> _THE DATA_

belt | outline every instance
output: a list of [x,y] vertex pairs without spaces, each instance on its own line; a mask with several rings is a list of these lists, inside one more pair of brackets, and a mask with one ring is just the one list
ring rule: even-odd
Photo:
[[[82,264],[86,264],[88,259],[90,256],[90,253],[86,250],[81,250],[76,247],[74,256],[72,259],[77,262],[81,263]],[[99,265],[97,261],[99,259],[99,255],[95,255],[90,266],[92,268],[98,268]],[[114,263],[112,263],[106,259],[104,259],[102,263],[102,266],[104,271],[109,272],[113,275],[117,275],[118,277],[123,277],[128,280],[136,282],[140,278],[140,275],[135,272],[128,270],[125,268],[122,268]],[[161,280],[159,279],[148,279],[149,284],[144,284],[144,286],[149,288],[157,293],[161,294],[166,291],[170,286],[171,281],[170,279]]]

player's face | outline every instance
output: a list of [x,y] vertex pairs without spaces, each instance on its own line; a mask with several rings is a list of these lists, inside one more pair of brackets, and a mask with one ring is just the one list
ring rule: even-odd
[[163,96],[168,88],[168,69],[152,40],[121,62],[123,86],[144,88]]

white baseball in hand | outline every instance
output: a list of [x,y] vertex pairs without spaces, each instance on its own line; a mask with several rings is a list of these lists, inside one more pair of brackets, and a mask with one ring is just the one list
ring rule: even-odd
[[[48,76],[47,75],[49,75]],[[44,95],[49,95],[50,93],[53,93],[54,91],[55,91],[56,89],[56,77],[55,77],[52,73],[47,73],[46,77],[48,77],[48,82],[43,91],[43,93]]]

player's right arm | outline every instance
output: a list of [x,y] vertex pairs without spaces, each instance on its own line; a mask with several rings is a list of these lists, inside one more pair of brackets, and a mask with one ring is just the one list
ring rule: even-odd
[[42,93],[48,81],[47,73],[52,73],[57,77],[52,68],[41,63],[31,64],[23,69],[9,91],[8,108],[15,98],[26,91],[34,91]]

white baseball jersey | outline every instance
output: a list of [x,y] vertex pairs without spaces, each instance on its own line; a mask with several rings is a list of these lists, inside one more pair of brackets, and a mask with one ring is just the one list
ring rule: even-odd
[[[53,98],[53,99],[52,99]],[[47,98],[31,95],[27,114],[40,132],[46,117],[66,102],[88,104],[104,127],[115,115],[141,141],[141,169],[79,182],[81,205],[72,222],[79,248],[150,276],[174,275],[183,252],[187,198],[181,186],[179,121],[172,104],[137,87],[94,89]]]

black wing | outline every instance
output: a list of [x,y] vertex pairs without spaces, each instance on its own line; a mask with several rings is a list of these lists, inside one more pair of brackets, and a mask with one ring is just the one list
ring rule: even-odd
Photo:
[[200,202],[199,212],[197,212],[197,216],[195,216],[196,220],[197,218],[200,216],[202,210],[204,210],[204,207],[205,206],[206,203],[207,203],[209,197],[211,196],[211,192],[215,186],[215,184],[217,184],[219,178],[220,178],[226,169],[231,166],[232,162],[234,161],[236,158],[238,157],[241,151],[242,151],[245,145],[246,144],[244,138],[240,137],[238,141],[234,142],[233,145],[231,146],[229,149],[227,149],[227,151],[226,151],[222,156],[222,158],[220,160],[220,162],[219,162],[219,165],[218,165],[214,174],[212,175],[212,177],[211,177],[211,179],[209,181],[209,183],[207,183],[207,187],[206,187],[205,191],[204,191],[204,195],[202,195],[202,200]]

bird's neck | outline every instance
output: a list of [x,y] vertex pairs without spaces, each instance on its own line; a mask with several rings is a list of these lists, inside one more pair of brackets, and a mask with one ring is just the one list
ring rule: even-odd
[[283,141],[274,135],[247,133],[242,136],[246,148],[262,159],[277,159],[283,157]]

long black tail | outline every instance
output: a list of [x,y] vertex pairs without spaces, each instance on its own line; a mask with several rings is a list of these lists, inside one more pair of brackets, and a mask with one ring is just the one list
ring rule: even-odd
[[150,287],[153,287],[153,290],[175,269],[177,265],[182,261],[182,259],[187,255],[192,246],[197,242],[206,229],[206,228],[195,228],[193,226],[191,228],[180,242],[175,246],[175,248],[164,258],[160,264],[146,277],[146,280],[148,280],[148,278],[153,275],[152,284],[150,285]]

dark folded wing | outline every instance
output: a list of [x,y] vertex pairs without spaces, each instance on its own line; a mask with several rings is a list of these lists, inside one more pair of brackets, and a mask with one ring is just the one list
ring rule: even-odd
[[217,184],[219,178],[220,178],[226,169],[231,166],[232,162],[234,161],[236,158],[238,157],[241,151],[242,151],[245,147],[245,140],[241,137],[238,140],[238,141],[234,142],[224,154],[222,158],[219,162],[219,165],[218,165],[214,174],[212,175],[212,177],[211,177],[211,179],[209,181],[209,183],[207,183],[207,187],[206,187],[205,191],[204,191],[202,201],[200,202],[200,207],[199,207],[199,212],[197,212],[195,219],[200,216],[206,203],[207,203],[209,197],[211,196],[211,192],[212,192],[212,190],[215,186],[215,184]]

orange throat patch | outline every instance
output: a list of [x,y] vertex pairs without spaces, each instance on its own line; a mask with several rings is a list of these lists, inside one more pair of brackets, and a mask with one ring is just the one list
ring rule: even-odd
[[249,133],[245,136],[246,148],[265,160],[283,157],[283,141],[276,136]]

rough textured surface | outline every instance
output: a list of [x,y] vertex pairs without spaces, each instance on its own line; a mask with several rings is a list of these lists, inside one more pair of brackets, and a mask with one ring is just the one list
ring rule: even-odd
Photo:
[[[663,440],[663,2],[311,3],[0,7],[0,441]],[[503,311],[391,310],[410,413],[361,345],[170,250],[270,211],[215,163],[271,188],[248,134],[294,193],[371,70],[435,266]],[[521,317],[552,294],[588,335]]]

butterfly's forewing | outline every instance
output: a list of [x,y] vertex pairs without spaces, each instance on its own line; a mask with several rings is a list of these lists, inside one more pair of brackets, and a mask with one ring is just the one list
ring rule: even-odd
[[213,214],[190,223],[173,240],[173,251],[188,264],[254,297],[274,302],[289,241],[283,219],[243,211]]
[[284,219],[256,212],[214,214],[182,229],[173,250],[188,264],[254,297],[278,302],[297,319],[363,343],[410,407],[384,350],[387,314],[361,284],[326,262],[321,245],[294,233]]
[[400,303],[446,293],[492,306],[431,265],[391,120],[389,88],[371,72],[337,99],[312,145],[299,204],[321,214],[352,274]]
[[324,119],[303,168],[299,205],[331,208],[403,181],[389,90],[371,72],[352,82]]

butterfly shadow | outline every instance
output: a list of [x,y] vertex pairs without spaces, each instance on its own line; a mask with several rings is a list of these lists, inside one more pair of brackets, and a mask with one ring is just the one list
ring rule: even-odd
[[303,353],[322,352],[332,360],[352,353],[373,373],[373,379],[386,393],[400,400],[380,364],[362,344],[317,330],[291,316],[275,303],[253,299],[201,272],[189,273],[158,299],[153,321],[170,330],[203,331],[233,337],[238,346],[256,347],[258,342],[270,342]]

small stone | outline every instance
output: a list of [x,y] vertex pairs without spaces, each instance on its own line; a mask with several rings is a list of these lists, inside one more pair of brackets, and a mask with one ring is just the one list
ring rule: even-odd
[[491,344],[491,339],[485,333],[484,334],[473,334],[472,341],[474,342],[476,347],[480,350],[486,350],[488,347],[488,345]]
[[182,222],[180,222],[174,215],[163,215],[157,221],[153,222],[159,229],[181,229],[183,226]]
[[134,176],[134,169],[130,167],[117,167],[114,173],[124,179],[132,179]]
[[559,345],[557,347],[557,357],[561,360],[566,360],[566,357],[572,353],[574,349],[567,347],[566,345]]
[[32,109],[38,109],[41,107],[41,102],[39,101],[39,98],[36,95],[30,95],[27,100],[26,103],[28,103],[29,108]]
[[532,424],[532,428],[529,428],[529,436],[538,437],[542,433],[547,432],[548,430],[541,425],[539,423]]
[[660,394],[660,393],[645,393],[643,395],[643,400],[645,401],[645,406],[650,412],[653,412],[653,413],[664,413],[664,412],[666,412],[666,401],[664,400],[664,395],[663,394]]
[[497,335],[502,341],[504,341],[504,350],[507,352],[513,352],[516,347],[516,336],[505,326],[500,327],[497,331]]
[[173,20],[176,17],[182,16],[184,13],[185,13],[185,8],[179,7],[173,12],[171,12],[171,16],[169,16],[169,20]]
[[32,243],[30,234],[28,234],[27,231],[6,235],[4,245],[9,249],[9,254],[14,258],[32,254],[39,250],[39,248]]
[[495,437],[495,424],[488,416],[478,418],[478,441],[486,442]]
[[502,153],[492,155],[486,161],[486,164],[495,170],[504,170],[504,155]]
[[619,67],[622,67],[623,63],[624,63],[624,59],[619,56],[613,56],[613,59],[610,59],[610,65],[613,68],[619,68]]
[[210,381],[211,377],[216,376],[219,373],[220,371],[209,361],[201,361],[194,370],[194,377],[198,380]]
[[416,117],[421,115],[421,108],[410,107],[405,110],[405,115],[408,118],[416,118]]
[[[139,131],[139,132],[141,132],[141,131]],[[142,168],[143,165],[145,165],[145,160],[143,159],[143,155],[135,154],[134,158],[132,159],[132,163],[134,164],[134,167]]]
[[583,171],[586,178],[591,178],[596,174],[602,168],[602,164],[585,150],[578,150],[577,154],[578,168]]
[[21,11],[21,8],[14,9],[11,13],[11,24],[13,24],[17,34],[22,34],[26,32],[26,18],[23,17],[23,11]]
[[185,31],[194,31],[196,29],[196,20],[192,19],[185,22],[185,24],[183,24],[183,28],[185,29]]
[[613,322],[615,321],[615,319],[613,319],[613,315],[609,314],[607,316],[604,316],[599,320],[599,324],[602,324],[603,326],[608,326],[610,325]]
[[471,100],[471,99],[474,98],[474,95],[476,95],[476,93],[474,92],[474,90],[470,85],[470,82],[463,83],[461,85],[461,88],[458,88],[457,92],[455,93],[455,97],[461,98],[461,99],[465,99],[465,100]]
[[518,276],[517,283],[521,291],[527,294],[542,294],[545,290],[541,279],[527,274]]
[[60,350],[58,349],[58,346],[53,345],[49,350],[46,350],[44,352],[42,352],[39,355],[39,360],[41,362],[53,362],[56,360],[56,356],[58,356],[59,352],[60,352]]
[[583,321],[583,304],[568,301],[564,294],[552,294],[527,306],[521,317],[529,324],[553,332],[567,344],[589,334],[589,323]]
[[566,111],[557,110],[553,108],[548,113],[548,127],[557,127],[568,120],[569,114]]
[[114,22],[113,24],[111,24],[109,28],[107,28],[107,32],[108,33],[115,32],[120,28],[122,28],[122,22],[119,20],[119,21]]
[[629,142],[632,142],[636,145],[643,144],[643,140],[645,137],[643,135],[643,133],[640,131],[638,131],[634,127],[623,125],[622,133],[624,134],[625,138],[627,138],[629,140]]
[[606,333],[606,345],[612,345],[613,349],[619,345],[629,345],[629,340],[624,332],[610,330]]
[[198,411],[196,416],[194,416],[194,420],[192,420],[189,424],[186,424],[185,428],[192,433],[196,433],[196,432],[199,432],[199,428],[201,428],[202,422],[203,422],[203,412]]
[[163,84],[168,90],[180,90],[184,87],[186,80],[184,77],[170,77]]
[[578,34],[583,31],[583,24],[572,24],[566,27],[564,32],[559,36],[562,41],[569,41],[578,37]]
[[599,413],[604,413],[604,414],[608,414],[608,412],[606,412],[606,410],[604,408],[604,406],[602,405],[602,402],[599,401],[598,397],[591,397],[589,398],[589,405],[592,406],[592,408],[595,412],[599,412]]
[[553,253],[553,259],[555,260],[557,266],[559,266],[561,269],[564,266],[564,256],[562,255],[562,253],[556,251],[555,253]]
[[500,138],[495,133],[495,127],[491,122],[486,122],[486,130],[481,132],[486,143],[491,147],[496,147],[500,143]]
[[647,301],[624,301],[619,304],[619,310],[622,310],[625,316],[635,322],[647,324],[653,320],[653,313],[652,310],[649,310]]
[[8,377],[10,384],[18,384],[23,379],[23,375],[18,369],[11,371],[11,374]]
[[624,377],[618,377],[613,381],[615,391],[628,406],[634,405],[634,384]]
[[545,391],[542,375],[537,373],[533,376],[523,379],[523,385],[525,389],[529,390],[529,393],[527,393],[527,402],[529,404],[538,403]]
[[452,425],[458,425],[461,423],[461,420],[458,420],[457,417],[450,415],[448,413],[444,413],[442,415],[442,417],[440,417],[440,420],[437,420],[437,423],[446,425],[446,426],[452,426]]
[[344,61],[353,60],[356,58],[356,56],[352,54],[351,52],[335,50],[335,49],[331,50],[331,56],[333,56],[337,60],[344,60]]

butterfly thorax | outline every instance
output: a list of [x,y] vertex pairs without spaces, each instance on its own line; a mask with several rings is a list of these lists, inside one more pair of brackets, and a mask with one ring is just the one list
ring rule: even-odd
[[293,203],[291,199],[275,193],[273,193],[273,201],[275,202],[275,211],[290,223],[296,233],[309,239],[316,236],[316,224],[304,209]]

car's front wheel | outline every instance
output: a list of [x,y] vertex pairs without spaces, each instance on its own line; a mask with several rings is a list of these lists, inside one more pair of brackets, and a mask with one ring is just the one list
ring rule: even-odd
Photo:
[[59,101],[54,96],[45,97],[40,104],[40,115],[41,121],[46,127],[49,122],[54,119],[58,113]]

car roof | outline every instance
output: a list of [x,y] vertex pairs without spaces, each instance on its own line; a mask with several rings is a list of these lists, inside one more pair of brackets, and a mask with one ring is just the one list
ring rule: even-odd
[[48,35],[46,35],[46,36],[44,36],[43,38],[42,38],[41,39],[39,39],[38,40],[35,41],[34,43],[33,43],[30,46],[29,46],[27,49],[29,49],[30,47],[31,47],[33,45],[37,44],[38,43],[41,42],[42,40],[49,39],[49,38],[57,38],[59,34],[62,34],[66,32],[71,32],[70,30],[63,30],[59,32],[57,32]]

> _TASK DESCRIPTION_
Repeat the lines from the one containing "car roof | outline every instance" through the last line, but swap "even-odd" for "nonzero" and keep everything else the same.

> _WRITTEN SOLUTION_
car roof | outline every instance
output: a list of [x,y] vertex pairs without spaces, each instance on its own line; a mask with several rings is a list of these lists, inside one more pair of brackets, and a mask with one ring is just the one list
ring rule: nonzero
[[48,35],[46,35],[46,36],[44,36],[43,38],[42,38],[41,39],[39,39],[38,40],[35,41],[34,43],[33,43],[30,46],[29,46],[27,49],[29,49],[30,47],[31,47],[33,45],[37,44],[38,43],[41,42],[42,40],[49,39],[49,38],[57,38],[59,34],[62,34],[66,32],[71,32],[70,30],[63,30],[59,32],[57,32]]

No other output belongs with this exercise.